▶ Objective
Copy the listing below word for word, keeping every line, bracket, and number unchanged.

···

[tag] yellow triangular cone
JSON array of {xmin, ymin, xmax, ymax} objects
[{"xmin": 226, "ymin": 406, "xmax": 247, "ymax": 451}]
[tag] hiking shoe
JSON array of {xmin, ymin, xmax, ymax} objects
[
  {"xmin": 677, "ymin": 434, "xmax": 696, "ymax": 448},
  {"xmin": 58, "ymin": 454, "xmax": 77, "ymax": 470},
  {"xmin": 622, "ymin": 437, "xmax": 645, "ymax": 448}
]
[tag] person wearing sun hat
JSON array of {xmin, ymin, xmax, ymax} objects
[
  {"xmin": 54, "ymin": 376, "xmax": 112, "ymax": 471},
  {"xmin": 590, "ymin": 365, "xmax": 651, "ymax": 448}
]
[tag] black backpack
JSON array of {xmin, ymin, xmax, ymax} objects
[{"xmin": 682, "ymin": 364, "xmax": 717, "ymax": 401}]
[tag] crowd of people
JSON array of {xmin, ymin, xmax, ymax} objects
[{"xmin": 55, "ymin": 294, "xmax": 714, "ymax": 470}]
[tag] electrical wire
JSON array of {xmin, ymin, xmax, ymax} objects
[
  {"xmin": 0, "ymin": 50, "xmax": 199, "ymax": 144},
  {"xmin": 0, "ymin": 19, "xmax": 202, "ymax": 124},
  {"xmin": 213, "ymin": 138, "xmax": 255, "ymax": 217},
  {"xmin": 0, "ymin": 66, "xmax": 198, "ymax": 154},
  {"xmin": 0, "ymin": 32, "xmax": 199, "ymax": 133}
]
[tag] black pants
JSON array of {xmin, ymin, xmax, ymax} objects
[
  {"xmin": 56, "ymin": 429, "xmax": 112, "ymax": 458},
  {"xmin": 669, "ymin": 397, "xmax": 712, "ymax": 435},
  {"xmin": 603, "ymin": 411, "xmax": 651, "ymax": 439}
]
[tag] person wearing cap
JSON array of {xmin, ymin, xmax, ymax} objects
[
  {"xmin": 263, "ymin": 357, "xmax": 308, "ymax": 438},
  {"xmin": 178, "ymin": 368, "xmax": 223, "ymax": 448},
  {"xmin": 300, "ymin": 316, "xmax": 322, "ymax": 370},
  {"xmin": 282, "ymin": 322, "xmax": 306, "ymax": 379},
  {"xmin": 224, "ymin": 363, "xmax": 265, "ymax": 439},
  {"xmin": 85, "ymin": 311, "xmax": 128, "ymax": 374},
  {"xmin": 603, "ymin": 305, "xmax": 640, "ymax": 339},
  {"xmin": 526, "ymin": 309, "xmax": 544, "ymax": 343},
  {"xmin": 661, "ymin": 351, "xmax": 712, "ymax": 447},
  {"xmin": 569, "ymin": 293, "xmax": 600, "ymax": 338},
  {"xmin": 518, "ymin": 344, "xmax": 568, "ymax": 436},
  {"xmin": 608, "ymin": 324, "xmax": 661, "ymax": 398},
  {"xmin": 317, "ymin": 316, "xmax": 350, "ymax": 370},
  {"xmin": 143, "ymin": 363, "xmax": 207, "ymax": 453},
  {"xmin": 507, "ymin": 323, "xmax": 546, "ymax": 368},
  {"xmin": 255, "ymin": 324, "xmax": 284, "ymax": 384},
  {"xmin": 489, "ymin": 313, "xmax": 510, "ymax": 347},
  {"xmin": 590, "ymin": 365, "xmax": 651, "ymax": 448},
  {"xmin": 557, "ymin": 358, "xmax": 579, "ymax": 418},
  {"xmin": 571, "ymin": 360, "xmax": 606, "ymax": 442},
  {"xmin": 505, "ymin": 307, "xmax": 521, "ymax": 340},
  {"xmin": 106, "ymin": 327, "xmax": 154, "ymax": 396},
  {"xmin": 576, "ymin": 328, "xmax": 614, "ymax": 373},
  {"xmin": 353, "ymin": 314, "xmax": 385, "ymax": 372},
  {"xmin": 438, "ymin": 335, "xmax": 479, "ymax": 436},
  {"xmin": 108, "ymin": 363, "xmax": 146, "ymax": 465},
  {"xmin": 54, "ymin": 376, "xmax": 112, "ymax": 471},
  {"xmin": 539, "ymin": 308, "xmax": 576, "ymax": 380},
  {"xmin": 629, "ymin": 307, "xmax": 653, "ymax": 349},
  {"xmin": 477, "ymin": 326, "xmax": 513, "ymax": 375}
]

···

▶ Reply
[tag] yellow triangular cone
JSON array of {xmin, ymin, xmax, ymax} objects
[{"xmin": 226, "ymin": 406, "xmax": 247, "ymax": 451}]
[tag] hiking shoe
JSON array of {xmin, ymin, xmax, ymax} objects
[
  {"xmin": 677, "ymin": 434, "xmax": 696, "ymax": 448},
  {"xmin": 58, "ymin": 454, "xmax": 77, "ymax": 470},
  {"xmin": 622, "ymin": 437, "xmax": 645, "ymax": 448}
]
[tag] person wearing sun hat
JSON array of {xmin, ymin, xmax, ymax} objects
[
  {"xmin": 54, "ymin": 376, "xmax": 112, "ymax": 471},
  {"xmin": 590, "ymin": 365, "xmax": 651, "ymax": 448}
]
[tag] black backpack
JSON array of {xmin, ymin, xmax, ymax} objects
[{"xmin": 682, "ymin": 364, "xmax": 717, "ymax": 401}]
[tag] crowd of people
JSON array of {xmin, ymin, xmax, ymax} objects
[{"xmin": 55, "ymin": 294, "xmax": 714, "ymax": 470}]
[tag] electrical wire
JSON array of {xmin, ymin, xmax, ymax} objects
[
  {"xmin": 0, "ymin": 50, "xmax": 199, "ymax": 144},
  {"xmin": 0, "ymin": 19, "xmax": 202, "ymax": 124},
  {"xmin": 213, "ymin": 138, "xmax": 255, "ymax": 217},
  {"xmin": 0, "ymin": 66, "xmax": 198, "ymax": 154},
  {"xmin": 0, "ymin": 32, "xmax": 199, "ymax": 133}
]
[tag] black pants
JSON array of {xmin, ymin, xmax, ymax} objects
[
  {"xmin": 56, "ymin": 429, "xmax": 112, "ymax": 458},
  {"xmin": 669, "ymin": 397, "xmax": 712, "ymax": 435},
  {"xmin": 603, "ymin": 411, "xmax": 651, "ymax": 439}
]
[tag] person wearing cap
JSON array of {xmin, ymin, xmax, ymax} objects
[
  {"xmin": 263, "ymin": 357, "xmax": 308, "ymax": 438},
  {"xmin": 178, "ymin": 368, "xmax": 223, "ymax": 448},
  {"xmin": 300, "ymin": 316, "xmax": 322, "ymax": 370},
  {"xmin": 282, "ymin": 322, "xmax": 306, "ymax": 379},
  {"xmin": 224, "ymin": 363, "xmax": 265, "ymax": 439},
  {"xmin": 85, "ymin": 311, "xmax": 128, "ymax": 374},
  {"xmin": 603, "ymin": 305, "xmax": 640, "ymax": 339},
  {"xmin": 526, "ymin": 309, "xmax": 544, "ymax": 343},
  {"xmin": 661, "ymin": 351, "xmax": 712, "ymax": 447},
  {"xmin": 569, "ymin": 293, "xmax": 600, "ymax": 338},
  {"xmin": 518, "ymin": 344, "xmax": 568, "ymax": 436},
  {"xmin": 608, "ymin": 324, "xmax": 661, "ymax": 398},
  {"xmin": 317, "ymin": 316, "xmax": 350, "ymax": 370},
  {"xmin": 143, "ymin": 363, "xmax": 207, "ymax": 453},
  {"xmin": 507, "ymin": 323, "xmax": 546, "ymax": 368},
  {"xmin": 255, "ymin": 324, "xmax": 284, "ymax": 384},
  {"xmin": 489, "ymin": 313, "xmax": 510, "ymax": 347},
  {"xmin": 590, "ymin": 365, "xmax": 651, "ymax": 448},
  {"xmin": 557, "ymin": 358, "xmax": 579, "ymax": 418},
  {"xmin": 571, "ymin": 360, "xmax": 606, "ymax": 442},
  {"xmin": 505, "ymin": 307, "xmax": 521, "ymax": 340},
  {"xmin": 106, "ymin": 327, "xmax": 154, "ymax": 396},
  {"xmin": 576, "ymin": 328, "xmax": 614, "ymax": 373},
  {"xmin": 353, "ymin": 314, "xmax": 385, "ymax": 372},
  {"xmin": 438, "ymin": 335, "xmax": 479, "ymax": 436},
  {"xmin": 108, "ymin": 363, "xmax": 146, "ymax": 465},
  {"xmin": 54, "ymin": 376, "xmax": 112, "ymax": 471},
  {"xmin": 539, "ymin": 308, "xmax": 576, "ymax": 380},
  {"xmin": 629, "ymin": 307, "xmax": 653, "ymax": 349},
  {"xmin": 477, "ymin": 326, "xmax": 513, "ymax": 375}
]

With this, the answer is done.